### ACTIONS TO TAKE
**a)** In the PL/SQL passage, which cursor status variable shows whether a cursor is open within a block?
**b)** Echo part of the PL/SQL passage word for word, beginning at "5. Describe the" and stopping after "it is used.".

::: TEXT PASSAGE

5. Describe the use of PL/SQL tables Expected answer: PL/SQL tables are scalar arrays that can be referenced by a binary integer. They can be used to hold values for use in later queries or calculations. In Oracle 8 they will be able to be of the %ROWTYPE designation, or RECORD.
6. When is a declare statement needed ? The DECLARE statement is used in PL/SQL anonymous blocks such as with stand alone, non-stored PL/SQL procedures. It must come first in a PL/SQL stand alone file if it is used.
7. In what order should a open/fetch/loop set of commands in a PL/SQL block be implemented if you use the %NOTFOUND cursor variable in the exit when statement? Why? Expected answer: OPEN then FETCH then LOOP followed by the exit when. If not specified in this order will result in the final return being done twice because of the way the %NOTFOUND is handled by PL/SQL.
8. What are SQLCODE and SQLERRM and why are they important for PL/SQL developers? Expected answer: SQLCODE returns the value of the error number for the last error encountered. The SQLERRM returns the actual error message for the last error encountered. They can be used in exception handling to report, or, store in an error log table, the error that occurred in the code. These are especially useful for the WHEN OTHERS exception.
9. How can you find within a PL/SQL block, if a cursor is open? Expected answer: Use the %ISOPEN cursor status variable.

::::::
::: DATA PROVIDED

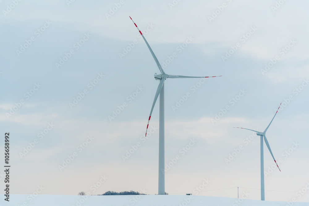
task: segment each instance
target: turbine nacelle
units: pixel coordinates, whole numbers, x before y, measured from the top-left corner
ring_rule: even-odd
[[[256,133],[256,135],[258,135],[259,136],[264,136],[265,135],[265,133],[259,132]]]
[[[158,74],[154,76],[154,79],[156,80],[161,80],[162,79],[166,79],[168,78],[168,75],[166,74]]]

::::::

### TASK-BY-TASK ANSWERS
**a)** The %ISOPEN cursor status variable.

**b)**
5. Describe the use of PL/SQL tables Expected answer: PL/SQL tables are scalar arrays that can be referenced by a binary integer. They can be used to hold values for use in later queries or calculations. In Oracle 8 they will be able to be of the %ROWTYPE designation, or RECORD.
6. When is a declare statement needed ? The DECLARE statement is used in PL/SQL anonymous blocks such as with stand alone, non-stored PL/SQL procedures. It must come first in a PL/SQL stand alone file if it is used.